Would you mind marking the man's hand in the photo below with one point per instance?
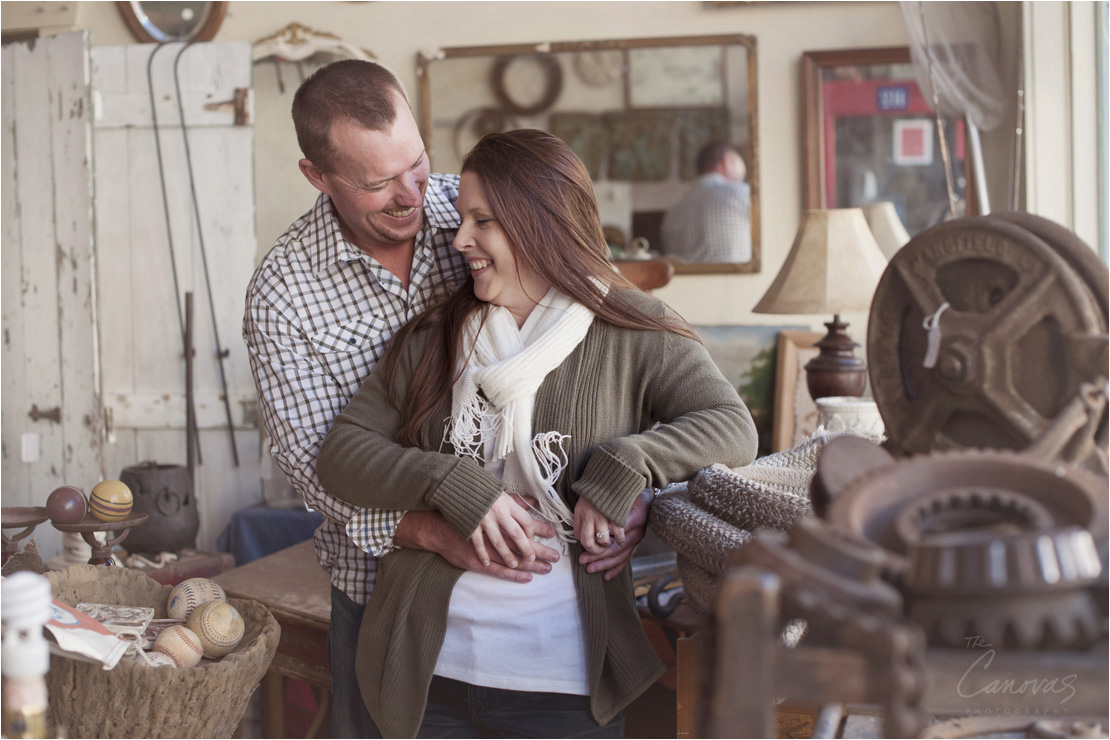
(615, 557)
(429, 530)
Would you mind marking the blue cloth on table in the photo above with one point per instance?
(259, 530)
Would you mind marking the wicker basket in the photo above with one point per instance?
(133, 700)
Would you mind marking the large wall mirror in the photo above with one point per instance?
(635, 110)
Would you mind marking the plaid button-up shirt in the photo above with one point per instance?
(710, 223)
(320, 314)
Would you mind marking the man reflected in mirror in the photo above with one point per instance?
(712, 223)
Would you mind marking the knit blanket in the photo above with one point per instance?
(713, 515)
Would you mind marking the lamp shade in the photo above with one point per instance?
(834, 266)
(887, 227)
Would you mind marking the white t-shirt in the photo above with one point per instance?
(522, 637)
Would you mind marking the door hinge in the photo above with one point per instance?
(52, 415)
(240, 104)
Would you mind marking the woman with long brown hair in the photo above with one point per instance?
(546, 386)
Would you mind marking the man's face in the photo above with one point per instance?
(377, 182)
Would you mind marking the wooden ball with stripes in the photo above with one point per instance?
(110, 500)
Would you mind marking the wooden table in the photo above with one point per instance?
(296, 590)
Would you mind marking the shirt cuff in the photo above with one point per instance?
(373, 530)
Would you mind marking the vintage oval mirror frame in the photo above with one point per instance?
(144, 28)
(591, 64)
(823, 125)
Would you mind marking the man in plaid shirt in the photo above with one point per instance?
(713, 221)
(373, 252)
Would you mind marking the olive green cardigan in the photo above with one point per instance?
(607, 395)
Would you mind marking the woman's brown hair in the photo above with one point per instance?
(543, 199)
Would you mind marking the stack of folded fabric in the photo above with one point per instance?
(714, 514)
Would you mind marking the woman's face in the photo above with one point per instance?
(498, 277)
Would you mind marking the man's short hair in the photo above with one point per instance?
(351, 89)
(710, 154)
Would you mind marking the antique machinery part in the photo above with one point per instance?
(961, 325)
(1026, 590)
(1003, 489)
(1012, 727)
(1081, 257)
(831, 581)
(964, 508)
(1091, 270)
(826, 563)
(843, 460)
(1076, 433)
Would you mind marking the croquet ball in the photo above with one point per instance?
(110, 500)
(67, 505)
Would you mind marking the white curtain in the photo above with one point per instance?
(956, 51)
(960, 41)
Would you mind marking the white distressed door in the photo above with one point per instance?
(50, 383)
(142, 356)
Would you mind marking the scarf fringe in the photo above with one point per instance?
(510, 370)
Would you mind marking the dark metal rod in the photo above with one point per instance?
(192, 434)
(220, 352)
(169, 230)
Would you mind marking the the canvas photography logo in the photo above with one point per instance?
(998, 687)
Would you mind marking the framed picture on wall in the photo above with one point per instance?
(870, 135)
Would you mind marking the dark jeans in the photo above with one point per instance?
(463, 710)
(350, 718)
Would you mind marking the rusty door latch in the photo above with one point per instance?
(52, 415)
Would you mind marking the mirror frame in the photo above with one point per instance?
(813, 63)
(424, 94)
(205, 32)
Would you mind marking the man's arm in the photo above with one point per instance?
(429, 530)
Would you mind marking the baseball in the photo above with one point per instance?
(219, 626)
(190, 594)
(181, 645)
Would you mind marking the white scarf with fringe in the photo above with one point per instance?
(507, 365)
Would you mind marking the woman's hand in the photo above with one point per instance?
(593, 529)
(506, 521)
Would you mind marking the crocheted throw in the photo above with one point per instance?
(715, 513)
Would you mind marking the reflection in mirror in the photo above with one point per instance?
(636, 111)
(871, 138)
(172, 21)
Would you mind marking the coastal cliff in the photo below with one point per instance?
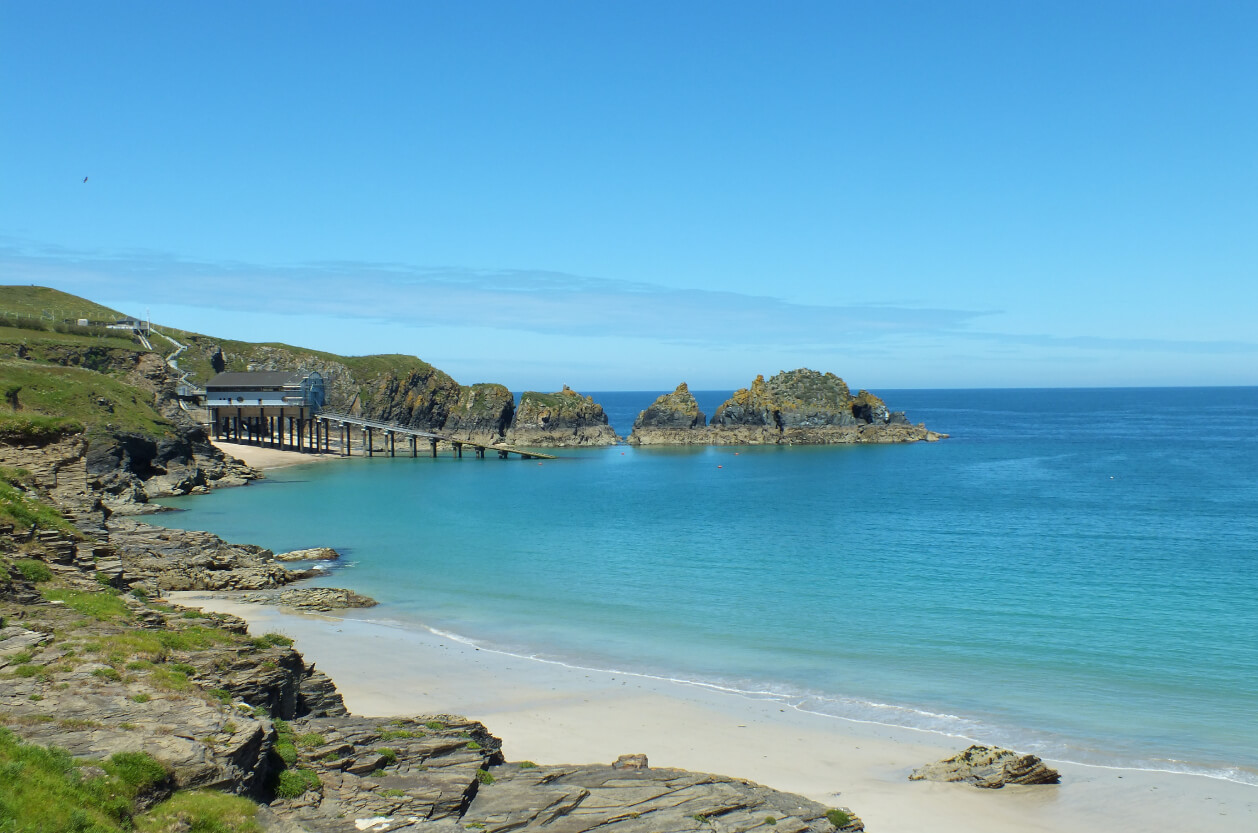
(799, 407)
(98, 666)
(559, 419)
(672, 419)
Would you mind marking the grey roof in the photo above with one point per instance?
(271, 379)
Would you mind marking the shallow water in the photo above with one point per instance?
(1074, 573)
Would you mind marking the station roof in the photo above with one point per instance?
(269, 380)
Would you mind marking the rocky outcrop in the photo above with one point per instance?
(225, 710)
(312, 598)
(672, 419)
(159, 560)
(639, 799)
(389, 774)
(988, 766)
(809, 408)
(130, 469)
(422, 398)
(482, 414)
(564, 418)
(312, 554)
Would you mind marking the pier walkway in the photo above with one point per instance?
(389, 432)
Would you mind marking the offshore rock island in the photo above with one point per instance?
(794, 408)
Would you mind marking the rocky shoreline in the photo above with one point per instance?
(97, 663)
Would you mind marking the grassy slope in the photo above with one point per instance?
(52, 305)
(361, 375)
(96, 400)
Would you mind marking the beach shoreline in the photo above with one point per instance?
(269, 458)
(554, 714)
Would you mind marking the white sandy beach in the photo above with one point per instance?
(552, 714)
(263, 458)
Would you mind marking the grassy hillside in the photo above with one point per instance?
(33, 327)
(30, 390)
(50, 305)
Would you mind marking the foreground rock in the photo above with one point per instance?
(312, 598)
(312, 554)
(157, 560)
(988, 766)
(565, 418)
(637, 799)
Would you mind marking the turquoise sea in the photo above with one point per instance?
(1074, 573)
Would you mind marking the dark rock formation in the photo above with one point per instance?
(312, 554)
(565, 418)
(482, 414)
(640, 800)
(131, 468)
(312, 598)
(419, 399)
(159, 560)
(805, 407)
(988, 766)
(672, 419)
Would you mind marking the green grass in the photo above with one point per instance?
(42, 789)
(33, 570)
(24, 510)
(201, 812)
(77, 395)
(295, 782)
(33, 428)
(101, 604)
(838, 818)
(311, 740)
(52, 305)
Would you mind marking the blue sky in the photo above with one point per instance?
(625, 195)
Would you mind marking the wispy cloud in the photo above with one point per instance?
(536, 301)
(532, 301)
(1108, 344)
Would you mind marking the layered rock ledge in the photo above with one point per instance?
(988, 766)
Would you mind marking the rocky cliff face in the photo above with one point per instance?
(672, 419)
(798, 407)
(482, 414)
(422, 398)
(564, 418)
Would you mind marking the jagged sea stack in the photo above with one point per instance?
(673, 419)
(809, 408)
(564, 418)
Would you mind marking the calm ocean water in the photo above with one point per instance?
(1073, 574)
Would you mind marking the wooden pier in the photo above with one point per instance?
(390, 432)
(316, 433)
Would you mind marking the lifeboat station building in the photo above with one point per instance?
(262, 408)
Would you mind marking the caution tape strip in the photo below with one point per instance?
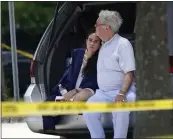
(26, 54)
(12, 109)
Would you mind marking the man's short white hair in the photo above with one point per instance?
(111, 18)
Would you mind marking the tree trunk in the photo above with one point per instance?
(153, 79)
(3, 83)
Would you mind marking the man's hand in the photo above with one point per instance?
(120, 98)
(69, 95)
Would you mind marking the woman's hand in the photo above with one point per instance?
(69, 95)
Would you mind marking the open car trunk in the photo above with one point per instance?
(73, 35)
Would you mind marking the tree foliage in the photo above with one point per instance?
(32, 16)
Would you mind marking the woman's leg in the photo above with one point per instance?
(83, 95)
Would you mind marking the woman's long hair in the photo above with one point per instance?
(91, 65)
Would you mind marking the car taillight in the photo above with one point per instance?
(171, 63)
(32, 69)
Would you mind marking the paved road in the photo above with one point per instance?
(20, 130)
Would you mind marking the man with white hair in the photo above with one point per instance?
(115, 75)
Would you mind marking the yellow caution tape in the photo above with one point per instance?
(12, 109)
(26, 54)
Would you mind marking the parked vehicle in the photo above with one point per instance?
(67, 31)
(23, 71)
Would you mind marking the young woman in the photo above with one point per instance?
(80, 79)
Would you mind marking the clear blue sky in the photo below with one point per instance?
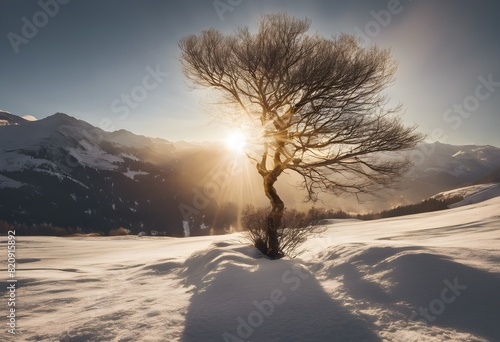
(83, 59)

- [Work to be completed]:
Copy out all of the material above with "one point per instance" swapped for "a single point for each instance" wherever it occurs and everything else left unchanged. Leave the pictures out of your copy.

- [Solution to the problem]:
Would you mind marking the man's hand in the photo below with a single point for each instance?
(615, 557)
(429, 530)
Would you mind marking the blue cloth on table in the photo above with a single point for each instance?
(259, 530)
Would you mind marking the wicker basket in the photo above with a single point for each instance?
(133, 700)
Would you mind marking the large wall mirror in the photo above with a single point for each instance?
(635, 110)
Would you mind marking the plaid button-up shirt in the photo above with a single point for each instance?
(710, 223)
(320, 314)
Would you mind marking the man reflected in mirror in the photo above with a single point for each instance?
(712, 223)
Would you mind marking the knit blanket in the photo above with a single point for each instance?
(713, 515)
Would you mind marking the lamp shade in the photo above with a single point for each instance?
(834, 266)
(887, 227)
Would you mind marking the white t-shirt in the photo above with a single point for each instance?
(522, 637)
Would you mind marking the door hinge in the photo above with a single point for each instance?
(52, 415)
(240, 104)
Would you mind marking the woman with long brown hair in the photo above with a single point for each instance?
(546, 386)
Would you mind marking the man's face in the photo above with a single point for each instance?
(377, 182)
Would you mind marking the wooden ball with stripes in the photo above with a single point for each instance?
(110, 500)
Would you mind marking the wooden table in the photo above with a single point for each instance?
(296, 590)
Would you mind marking the shirt cuff in the photo above with a single point for each instance?
(373, 530)
Would you mind marking the vintage oval mirror frame in the photo above with a single point for each instance?
(144, 28)
(591, 64)
(823, 125)
Would you mind marking the man in plaid shirt in the photo above with a single point for each instance?
(713, 221)
(373, 252)
Would you mind marking the olive green cardigan in the photo above with a single point for each instance?
(607, 395)
Would you mind marking the woman's brown hair in the photo above with a single point for each instance?
(543, 199)
Would you mind marking the stack of folded fabric in the photo above with a single point for each instance?
(714, 514)
Would you mind marking the woman's face in the photo above with a single point for each instance?
(498, 277)
Would you mind marking the man's short hair in the photo above with a single point for each instance?
(351, 89)
(710, 154)
Would you mind marking the antique machinery part in the photo above with a single point for each instance?
(961, 325)
(1026, 590)
(1003, 489)
(1012, 727)
(1081, 257)
(831, 581)
(964, 508)
(1091, 270)
(826, 563)
(843, 460)
(1076, 433)
Would you mind marking the croquet ball in the photo above with a single point for each instance?
(110, 500)
(67, 505)
Would you mind marking the white curtain in the photo above with a single point for each instance?
(956, 51)
(960, 41)
Would you mind marking the white distressed door in the photo above with a single point for each instance?
(50, 383)
(142, 356)
Would you mind marking the scarf fringe in the photo above with a single point for each instance?
(510, 370)
Would you mind marking the dark metal rod in the photo above with a single point for each instance?
(192, 434)
(220, 352)
(169, 230)
Would you mind marking the the canvas photography logo in the photo above with a single point for each instance?
(998, 687)
Would you mind marking the framed picture on wall in the photo above with a single point for each instance?
(870, 135)
Would you mind marking the dark jeans in the photo above with a single point for each instance?
(463, 710)
(350, 718)
Would you mind marking the rusty door latch in the photo above with a single point for each instance?
(52, 415)
Would you mind marking the mirror frame in the photo above with a single point for each instance?
(813, 63)
(424, 94)
(205, 32)
Would you mind marking the man's arm in the photo above with a single point for each instance?
(429, 530)
Would you mind marking the baseball in the photo above with a single point for each instance?
(219, 626)
(190, 594)
(181, 645)
Would you mind marking the white scarf with fringe in the photo above with a single point for each instance?
(507, 365)
Would you mind marking the woman's hand in the photo above with a single point for each instance?
(593, 529)
(506, 521)
Would you mind marking the crocheted throw in the photo above with a single point for each instance?
(715, 513)
Would you mind marking the reflection in mirror in the photo above with a single point for each instance?
(636, 111)
(871, 138)
(172, 21)
Would you mind marking the coastal cliff in the photo below with a single point for each instance?
(799, 407)
(98, 666)
(559, 419)
(672, 419)
Would you mind marking the grey roof in the photo above with a single point for each instance?
(271, 379)
Would you mind marking the shallow water in the photo above with a single point for each instance?
(1074, 573)
Would you mind marking the station roof in the photo above with a single point for each instance?
(269, 380)
Would you mind marking the rocky outcrop in the photo above with a single point for each instance?
(225, 710)
(312, 598)
(672, 419)
(159, 560)
(639, 799)
(389, 774)
(988, 766)
(809, 408)
(130, 469)
(422, 398)
(482, 414)
(564, 418)
(312, 554)
Would you mind marking the pier walkway in the photo above with a single point for each instance?
(389, 432)
Would you mind marking the offshore rock island in the photo above with a single point for each instance?
(794, 408)
Would you mind marking the rocky shoreline in the photo above with a single point for each instance?
(97, 663)
Would you mind marking the grassy slope in the photo above with a single point for each instance?
(52, 305)
(361, 375)
(96, 400)
Would you mind marking the beach shoreline in the photo above with a single point for each instance?
(269, 458)
(554, 714)
Would you mind marking the white sandy beach in the photo above with a single point for each instance?
(552, 714)
(263, 458)
Would you mind marking the grassy hillside in the photo above with a single point for each instance?
(33, 327)
(30, 390)
(50, 305)
Would you mind marking the foreground rock in the photo above with a single point for each instance?
(312, 598)
(312, 554)
(157, 560)
(988, 766)
(565, 418)
(637, 799)
Would you mind marking the turquoise sea in the photo above with a single point for each instance?
(1074, 573)
Would you mind marking the dark rock formation in the photo above with a single point for each instance?
(312, 554)
(565, 418)
(482, 414)
(640, 800)
(131, 468)
(312, 598)
(419, 399)
(159, 560)
(805, 407)
(988, 766)
(672, 419)
Would you mind marking the green grass in the photo above with a single point for each instance?
(42, 789)
(33, 570)
(24, 510)
(201, 812)
(77, 395)
(295, 782)
(33, 428)
(101, 604)
(838, 818)
(311, 740)
(52, 305)
Would you mind marking the blue sky in the photo above with a single point for each instance?
(625, 195)
Would you mind marking the wispy cloud in the photo above with a single point for each instance?
(536, 301)
(532, 301)
(1108, 344)
Would you mind marking the layered rock ledge in the photo above with a single point for each instance?
(988, 766)
Would you mind marking the rocky cliff face in the photo above with a single point for each instance?
(672, 419)
(798, 407)
(482, 414)
(422, 398)
(564, 418)
Would you mind marking the jagged sea stack in the photo above with a single point for each instance?
(673, 419)
(809, 408)
(564, 418)
Would you mind marking the calm ocean water in the photo above with a single point for each instance?
(1073, 574)
Would you mind marking the wooden pier in the photo above with a single point for each instance?
(390, 432)
(316, 433)
Would you mind marking the lifeboat station building in the photo above with a single point for each instance?
(262, 408)
Would you mind marking the caution tape strip in the photo below with a single point for each instance?
(26, 54)
(12, 109)
Would you mind marking the man's short white hair in the photo above with a single point for each instance?
(111, 18)
Would you mind marking the tree trunk in the photo above with a single point for each instance?
(153, 79)
(3, 83)
Would you mind marking the man's hand in the photo above with a single point for each instance?
(120, 98)
(69, 95)
Would you mind marking the woman's hand in the photo above with a single point for each instance?
(69, 95)
Would you mind marking the open car trunk in the photo above with a single point for each instance?
(73, 35)
Would you mind marking the tree foliage in the photo above with a single point for each instance?
(32, 16)
Would you mind marking the woman's leg in the photo above with a single point for each instance?
(83, 95)
Would you mind marking the woman's long hair in the photo above with a single point for each instance?
(91, 65)
Would you mind marking the car taillight in the photo above with a single point for each instance?
(171, 63)
(32, 69)
Would you mind marking the paved road in the photo above with a single point for each instance?
(20, 130)
Would you mind marking the man with white hair in the photo above with a single point for each instance?
(115, 75)
Would you mind marking the yellow caution tape in the photo above with a single point for each instance?
(12, 109)
(26, 54)
Would you mind marking the parked vehicle in the photo above with a single point for each instance?
(67, 31)
(23, 71)
Would you mind marking the young woman in the photo above with a single point for each instance?
(80, 79)
Would you mind marking the clear blue sky in the photo below with a single point for each instance?
(83, 59)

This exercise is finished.